Task brief -
Take the lines below from the first through the one that contains "194H380V166L302 168L285 182L269" and copy them exactly.

Collection entries
——

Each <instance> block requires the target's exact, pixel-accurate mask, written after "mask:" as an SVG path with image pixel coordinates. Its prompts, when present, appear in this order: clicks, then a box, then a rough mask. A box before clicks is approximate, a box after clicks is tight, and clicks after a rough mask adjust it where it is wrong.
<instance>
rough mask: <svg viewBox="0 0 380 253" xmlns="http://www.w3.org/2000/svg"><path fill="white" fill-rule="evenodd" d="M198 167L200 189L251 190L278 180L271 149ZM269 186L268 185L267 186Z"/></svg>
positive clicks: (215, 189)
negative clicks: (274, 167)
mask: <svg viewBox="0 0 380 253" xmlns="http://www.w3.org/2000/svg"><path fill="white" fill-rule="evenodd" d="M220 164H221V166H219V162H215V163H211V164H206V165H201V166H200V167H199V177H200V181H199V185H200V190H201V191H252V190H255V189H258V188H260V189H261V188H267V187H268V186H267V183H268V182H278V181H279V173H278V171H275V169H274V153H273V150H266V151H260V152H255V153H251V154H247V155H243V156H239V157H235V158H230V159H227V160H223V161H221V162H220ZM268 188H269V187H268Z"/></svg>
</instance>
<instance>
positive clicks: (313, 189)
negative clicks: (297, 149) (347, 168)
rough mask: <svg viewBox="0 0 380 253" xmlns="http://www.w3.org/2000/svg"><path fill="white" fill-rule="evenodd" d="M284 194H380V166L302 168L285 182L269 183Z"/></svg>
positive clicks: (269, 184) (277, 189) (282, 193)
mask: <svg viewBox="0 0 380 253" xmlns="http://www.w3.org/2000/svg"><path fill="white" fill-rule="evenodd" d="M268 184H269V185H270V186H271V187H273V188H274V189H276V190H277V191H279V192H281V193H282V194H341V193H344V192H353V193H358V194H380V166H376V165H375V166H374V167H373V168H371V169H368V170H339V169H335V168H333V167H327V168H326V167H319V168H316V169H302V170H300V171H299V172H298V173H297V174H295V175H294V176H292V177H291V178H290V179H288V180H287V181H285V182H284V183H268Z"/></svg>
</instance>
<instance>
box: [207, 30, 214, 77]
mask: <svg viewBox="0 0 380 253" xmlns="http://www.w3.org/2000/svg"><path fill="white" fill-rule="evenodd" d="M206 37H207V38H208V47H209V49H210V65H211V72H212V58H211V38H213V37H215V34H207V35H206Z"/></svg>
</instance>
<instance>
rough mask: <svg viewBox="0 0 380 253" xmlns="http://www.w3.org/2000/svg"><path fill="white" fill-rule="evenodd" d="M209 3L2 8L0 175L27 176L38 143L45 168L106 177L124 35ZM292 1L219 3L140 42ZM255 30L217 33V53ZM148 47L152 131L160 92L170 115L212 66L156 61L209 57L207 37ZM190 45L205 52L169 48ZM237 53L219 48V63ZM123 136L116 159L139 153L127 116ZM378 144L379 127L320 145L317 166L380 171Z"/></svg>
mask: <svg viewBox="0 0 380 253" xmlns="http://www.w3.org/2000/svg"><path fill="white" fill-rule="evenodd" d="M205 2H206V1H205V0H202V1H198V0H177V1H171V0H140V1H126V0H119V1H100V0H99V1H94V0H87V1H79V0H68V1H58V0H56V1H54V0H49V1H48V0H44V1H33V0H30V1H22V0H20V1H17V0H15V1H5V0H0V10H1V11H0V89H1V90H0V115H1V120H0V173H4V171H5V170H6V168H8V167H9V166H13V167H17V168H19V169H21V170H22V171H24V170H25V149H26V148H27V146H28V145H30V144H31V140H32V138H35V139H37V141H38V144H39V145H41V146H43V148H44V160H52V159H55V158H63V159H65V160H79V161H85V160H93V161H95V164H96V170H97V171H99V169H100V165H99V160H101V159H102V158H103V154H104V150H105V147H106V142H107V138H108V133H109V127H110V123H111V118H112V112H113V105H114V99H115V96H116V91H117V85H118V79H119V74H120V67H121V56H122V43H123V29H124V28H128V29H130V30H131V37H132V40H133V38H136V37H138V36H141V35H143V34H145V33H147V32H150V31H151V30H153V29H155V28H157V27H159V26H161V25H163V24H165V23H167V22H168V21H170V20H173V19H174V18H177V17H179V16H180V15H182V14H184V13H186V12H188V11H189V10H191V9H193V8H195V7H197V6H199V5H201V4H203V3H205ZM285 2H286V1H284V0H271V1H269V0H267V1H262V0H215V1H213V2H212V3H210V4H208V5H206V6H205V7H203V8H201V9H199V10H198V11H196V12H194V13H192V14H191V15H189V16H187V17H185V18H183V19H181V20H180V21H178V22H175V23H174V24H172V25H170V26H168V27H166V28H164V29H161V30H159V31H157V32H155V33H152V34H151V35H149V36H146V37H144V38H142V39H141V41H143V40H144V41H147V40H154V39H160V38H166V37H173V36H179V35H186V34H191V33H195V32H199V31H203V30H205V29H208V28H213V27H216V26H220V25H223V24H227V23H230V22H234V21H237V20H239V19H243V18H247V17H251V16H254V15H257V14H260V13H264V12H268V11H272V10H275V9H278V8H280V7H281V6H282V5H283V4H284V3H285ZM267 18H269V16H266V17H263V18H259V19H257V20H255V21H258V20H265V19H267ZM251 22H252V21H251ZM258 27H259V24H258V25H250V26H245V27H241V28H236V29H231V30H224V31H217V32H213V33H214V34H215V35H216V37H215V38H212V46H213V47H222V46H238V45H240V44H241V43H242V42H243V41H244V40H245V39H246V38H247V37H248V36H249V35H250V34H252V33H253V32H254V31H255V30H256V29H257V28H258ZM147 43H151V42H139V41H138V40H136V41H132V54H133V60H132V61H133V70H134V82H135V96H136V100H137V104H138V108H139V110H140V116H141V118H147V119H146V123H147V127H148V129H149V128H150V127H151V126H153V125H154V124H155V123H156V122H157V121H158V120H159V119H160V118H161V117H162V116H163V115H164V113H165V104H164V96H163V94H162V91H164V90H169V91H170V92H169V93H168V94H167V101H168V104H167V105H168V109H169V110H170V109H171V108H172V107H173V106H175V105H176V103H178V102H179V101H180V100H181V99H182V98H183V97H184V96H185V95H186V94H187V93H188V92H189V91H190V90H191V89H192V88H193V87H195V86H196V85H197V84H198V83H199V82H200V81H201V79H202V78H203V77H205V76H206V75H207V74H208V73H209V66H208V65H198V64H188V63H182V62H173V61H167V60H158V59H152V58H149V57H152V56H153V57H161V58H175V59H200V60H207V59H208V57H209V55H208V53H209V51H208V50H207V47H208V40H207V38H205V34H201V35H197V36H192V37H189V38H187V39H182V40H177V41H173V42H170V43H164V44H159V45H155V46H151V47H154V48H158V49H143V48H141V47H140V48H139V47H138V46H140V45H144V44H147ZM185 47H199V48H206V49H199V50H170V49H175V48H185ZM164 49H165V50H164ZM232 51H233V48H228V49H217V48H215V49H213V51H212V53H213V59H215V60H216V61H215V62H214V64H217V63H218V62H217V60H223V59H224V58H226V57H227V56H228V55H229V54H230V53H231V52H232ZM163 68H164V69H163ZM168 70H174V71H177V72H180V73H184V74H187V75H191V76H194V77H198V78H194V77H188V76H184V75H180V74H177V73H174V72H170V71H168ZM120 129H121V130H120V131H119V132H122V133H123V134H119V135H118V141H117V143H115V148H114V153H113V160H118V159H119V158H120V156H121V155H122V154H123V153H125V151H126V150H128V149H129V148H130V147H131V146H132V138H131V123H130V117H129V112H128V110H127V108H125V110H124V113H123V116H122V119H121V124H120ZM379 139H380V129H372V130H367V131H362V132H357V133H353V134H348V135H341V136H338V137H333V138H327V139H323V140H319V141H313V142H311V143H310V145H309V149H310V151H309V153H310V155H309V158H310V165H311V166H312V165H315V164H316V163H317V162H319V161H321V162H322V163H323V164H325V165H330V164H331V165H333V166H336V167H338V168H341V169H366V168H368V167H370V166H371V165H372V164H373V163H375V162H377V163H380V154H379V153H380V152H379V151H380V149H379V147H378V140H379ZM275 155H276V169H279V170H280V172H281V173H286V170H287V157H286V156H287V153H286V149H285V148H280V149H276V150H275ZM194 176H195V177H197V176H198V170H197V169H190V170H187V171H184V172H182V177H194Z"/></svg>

——

Answer below -
Each <instance> block requires the target's exact, pixel-accurate mask, written after "mask:" as an SVG path with image pixel coordinates. Its prompts, when present, appear in this order: clicks, then a box, then a rough mask. A box before clicks is approximate, a box after clicks is tight, and clicks after a rough mask adjust it where it is wrong.
<instance>
rough mask: <svg viewBox="0 0 380 253" xmlns="http://www.w3.org/2000/svg"><path fill="white" fill-rule="evenodd" d="M198 167L200 189L251 190L278 180L271 149ZM269 186L268 185L267 186Z"/></svg>
positive clicks: (215, 189)
negative clicks: (274, 167)
mask: <svg viewBox="0 0 380 253" xmlns="http://www.w3.org/2000/svg"><path fill="white" fill-rule="evenodd" d="M220 164H221V166H219V162H215V163H211V164H206V165H201V166H200V167H199V177H200V181H199V185H200V190H201V191H252V190H255V189H258V188H260V189H261V188H267V187H268V186H267V183H268V182H278V181H279V173H278V171H275V169H274V153H273V150H266V151H260V152H255V153H251V154H247V155H243V156H239V157H235V158H230V159H227V160H223V161H221V162H220ZM268 188H269V187H268Z"/></svg>
</instance>
<instance>
positive clicks: (313, 189)
negative clicks: (297, 149) (347, 168)
rough mask: <svg viewBox="0 0 380 253" xmlns="http://www.w3.org/2000/svg"><path fill="white" fill-rule="evenodd" d="M284 194H380V166L302 168L285 182L269 183Z"/></svg>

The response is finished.